REQUIRED TASKS
[a] Reproduce the stretch of the rubber boom passage from "The rubber boom" through "became more effective.".
[b] Condense the paragraph of the rubber boom passage that begins "The rubber boom and the associated need" into a shorter version that keeps its main facts.
[c] List every country named in the opening sentence of the rubber boom passage.

DOCUMENT SECTION
The rubber boom and the associated need for a large workforce had a significant negative effect on the indigenous population across Brazil, Bolivia, Venezuela, Peru, Ecuador and Colombia. As rubber plantations grew, labor shortages increased. The owners of the plantations or rubber barons were rich, but those who collected the rubber made very little as a large amount of rubber was needed to be profitable. The rubber barons rounded up all the natives and forced them to tap rubber out of the trees. One plantation started with 50,000 natives but, when discovered, only 8,000 were still alive. Slavery and systematic brutality were widespread, and in some areas, 90% of the native population was wiped out. These rubber plantations were part of the Brazilian rubber market, which declined as rubber plantations in Southeast Asia became more effective.

For indigenous people throughout the tropical world, white sails on the ocean's horizon have often presaged death. For the Indians in the Amazon's green 'ocean' in the late nineteenth and early twentieth centuries, death was heralded by the arrival of steam launches or gunboats bearing armed men hungry for rubber. Technology had moved on from the time of the conquistadors, and killing and slave-driving had become more efficient. Reclusive tribesmen living today in remote corners of the Peruvian selvas inherited the memory of a catastrophe proportional to the genocides of the Final Solution and the Armenian massacres."

DATA EXCERPTS
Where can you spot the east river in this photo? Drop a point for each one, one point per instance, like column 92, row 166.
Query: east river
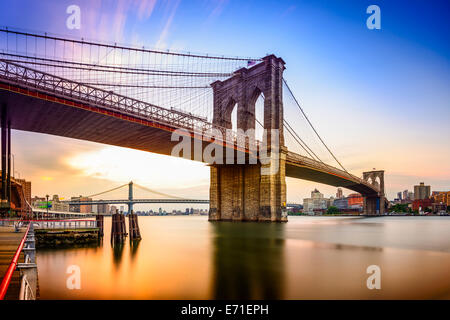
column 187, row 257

...

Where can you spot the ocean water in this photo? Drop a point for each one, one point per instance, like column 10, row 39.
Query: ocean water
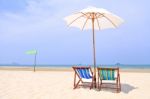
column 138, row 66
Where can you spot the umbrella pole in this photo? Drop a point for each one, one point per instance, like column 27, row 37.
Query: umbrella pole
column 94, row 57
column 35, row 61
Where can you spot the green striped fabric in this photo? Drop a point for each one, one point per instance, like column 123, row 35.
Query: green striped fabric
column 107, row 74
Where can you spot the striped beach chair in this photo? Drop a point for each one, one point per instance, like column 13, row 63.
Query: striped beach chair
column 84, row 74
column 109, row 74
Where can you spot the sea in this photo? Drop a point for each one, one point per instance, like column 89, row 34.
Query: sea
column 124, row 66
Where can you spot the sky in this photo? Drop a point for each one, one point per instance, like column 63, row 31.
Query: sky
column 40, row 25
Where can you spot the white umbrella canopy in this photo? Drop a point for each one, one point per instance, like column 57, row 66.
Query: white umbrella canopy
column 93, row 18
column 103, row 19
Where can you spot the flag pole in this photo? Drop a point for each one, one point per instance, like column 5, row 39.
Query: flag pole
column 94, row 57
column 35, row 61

ANSWERS BY TASK
[a]
The rubber boom and the associated need for a large workforce had a significant negative effect on the indigenous population across Brazil, Bolivia, Venezuela, Peru, Ecuador and Colombia. As rubber plantations grew, labor shortages increased. The owners of the plantations or rubber barons were rich, but those who collected the rubber made very little as a large amount of rubber was needed to be profitable. The rubber barons rounded up all the natives and forced them to tap rubber out of the trees. One plantation started with 50,000 natives but, when discovered, only 8,000 were still alive. Slavery and systematic brutality were widespread, and in some areas, 90% of the native population was wiped out. These rubber plantations were part of the Brazilian rubber market, which declined as rubber plantations in Southeast Asia became more effective.

[b] The rubber boom's demand for labor severely harmed indigenous people in Brazil, Bolivia, Venezuela, Peru, Ecuador and Colombia. As plantations expanded, labor shortages grew. The rubber barons grew rich, while collectors earned little. The barons rounded up natives and forced them to tap rubber. On one plantation, only 8,000 of 50,000 natives survived. Slavery and brutality were widespread, and in some areas 90% of the native population died. These plantations belonged to the Brazilian rubber market, which declined as Southeast Asian plantations became more effective.

[c] Brazil, Bolivia, Venezuela, Peru, Ecuador, Colombia